Task description
The reply should consist of one number, which is how many lines in the material below contain "chimpanzee".

^^^^

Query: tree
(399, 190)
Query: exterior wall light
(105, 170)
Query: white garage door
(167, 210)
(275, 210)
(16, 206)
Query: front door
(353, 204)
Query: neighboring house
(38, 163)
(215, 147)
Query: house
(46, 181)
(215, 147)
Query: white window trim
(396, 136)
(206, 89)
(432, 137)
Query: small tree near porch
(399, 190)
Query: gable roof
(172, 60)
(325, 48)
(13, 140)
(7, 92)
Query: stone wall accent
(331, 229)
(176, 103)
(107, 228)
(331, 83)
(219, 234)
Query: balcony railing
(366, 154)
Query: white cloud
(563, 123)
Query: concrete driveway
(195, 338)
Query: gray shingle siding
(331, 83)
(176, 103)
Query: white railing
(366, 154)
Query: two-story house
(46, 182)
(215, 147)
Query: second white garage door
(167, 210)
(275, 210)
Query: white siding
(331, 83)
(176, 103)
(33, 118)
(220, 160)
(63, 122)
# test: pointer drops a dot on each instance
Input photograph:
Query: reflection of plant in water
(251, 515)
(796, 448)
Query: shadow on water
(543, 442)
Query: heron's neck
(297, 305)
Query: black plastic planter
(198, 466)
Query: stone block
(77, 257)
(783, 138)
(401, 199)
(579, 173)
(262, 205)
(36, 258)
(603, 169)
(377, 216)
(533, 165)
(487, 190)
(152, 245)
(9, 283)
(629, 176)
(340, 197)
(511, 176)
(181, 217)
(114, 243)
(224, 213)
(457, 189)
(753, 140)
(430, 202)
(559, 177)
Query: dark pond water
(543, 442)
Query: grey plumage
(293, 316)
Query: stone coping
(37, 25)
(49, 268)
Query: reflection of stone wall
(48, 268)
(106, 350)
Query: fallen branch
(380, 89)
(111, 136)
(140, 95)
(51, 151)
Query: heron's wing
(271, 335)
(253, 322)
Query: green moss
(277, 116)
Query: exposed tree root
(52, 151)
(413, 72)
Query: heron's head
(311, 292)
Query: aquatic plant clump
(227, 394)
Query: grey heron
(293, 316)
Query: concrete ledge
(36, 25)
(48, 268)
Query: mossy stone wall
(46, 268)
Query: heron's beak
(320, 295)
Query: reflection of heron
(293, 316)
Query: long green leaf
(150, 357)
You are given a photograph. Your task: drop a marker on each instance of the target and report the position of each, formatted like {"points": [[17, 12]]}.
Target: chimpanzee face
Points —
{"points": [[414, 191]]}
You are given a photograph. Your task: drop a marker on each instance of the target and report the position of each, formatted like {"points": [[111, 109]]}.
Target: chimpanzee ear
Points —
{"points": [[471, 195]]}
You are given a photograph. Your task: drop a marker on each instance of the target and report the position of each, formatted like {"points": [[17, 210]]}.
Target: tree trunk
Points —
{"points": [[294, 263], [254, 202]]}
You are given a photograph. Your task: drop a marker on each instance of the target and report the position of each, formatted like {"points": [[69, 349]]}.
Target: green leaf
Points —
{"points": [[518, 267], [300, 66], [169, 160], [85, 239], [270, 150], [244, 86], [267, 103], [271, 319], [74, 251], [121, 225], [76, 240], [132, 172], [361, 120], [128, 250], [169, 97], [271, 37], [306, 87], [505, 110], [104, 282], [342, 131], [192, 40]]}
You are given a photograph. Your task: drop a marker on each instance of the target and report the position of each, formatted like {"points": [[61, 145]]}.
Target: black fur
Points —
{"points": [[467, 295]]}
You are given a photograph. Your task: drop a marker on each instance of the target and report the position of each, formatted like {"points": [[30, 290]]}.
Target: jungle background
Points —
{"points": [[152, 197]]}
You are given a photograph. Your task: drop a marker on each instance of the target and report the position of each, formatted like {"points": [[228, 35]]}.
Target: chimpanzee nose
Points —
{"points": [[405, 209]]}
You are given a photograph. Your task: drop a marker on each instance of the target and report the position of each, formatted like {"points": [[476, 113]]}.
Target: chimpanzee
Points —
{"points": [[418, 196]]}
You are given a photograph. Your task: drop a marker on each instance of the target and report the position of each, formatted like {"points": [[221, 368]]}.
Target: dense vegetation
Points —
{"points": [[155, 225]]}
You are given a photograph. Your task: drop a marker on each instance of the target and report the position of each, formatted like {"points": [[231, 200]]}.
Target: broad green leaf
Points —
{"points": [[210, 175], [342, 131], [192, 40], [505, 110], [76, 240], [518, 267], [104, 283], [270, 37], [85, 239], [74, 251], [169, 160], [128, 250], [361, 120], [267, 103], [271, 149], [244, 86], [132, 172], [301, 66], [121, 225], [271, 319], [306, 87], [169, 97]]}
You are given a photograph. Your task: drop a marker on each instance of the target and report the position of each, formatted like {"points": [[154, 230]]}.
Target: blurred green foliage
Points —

^^^^

Answer
4